Exercise description —
Reproduce the passage on Powell's speech word for word, everything from "This opened the" down to "the Brexit right.".

# Start of Given passage

The speech’s classicism sounds odd today, but it was a highly functional mask of over-educated respectability which barely concealed its main content — vernacular racism. Powell alternated between allusions to ancient Greek history and vox populi stories purportedly from people in his constituency. These stories are almost certainly fiction – the old lady with a house on a street where now lived only “Negroes” who pushed “excreta” through her letter box with “wide-grinning piccaninnies” chanting after her their one word of English, “racialist.” This mix of the sacred and the profane allowed people to see their own racism as respectable as the suited former classical scholar who spouted it.

This opened the door to the recently formed National Front to present its fascism in respectable electoral clothes in the following decade — they averaged eight per cent of the vote where they stood in local elections the following year. Of more lasting significance, Powell brought to the fore the long existing right wing of the Conservative Party. They combined the economics of the free-market (Powell had resigned from the Cabinet in 1958 demanding spending cuts), populist racism and opposition to the European Union. Their ultimate heirs to this were Thatcher and the Brexit right.

Much of the coverage in the liberal media has presented the speech as bringing a subterranean racism to the surface in British politics, but greater damage had already been done by the Labour government then in power. Both Labour and Conservative governments had considered controlling Black and Asian immigration after 1945. Eventually, the Conservatives introduced racist controls in their 1962 Common Immigrants Act. Labour’s opposition to this measure was always contingent. While they branded these controls racist, they framed their opposition in a “reasoned amendment” stating that the governments of Commonwealth countries should be consulted.

# End of Given passage
# Start of Dataset excerpts

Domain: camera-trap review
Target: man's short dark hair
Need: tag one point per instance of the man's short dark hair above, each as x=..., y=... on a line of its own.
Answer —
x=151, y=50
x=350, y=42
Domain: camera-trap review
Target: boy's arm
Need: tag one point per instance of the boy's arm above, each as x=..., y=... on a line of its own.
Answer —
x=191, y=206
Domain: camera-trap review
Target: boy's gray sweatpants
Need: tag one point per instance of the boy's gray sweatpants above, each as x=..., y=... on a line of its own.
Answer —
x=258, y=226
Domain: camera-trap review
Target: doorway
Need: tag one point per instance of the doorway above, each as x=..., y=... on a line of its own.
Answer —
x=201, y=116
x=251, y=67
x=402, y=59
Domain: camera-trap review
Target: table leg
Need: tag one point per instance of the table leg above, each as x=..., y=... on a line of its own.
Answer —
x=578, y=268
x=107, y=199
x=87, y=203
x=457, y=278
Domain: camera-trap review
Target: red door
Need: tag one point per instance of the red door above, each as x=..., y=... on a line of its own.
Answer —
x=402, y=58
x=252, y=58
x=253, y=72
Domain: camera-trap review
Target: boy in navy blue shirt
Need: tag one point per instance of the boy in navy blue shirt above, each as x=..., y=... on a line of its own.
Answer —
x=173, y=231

# End of Dataset excerpts

Result of this exercise —
This opened the door to the recently formed National Front to present its fascism in respectable electoral clothes in the following decade — they averaged eight per cent of the vote where they stood in local elections the following year. Of more lasting significance, Powell brought to the fore the long existing right wing of the Conservative Party. They combined the economics of the free-market (Powell had resigned from the Cabinet in 1958 demanding spending cuts), populist racism and opposition to the European Union. Their ultimate heirs to this were Thatcher and the Brexit right.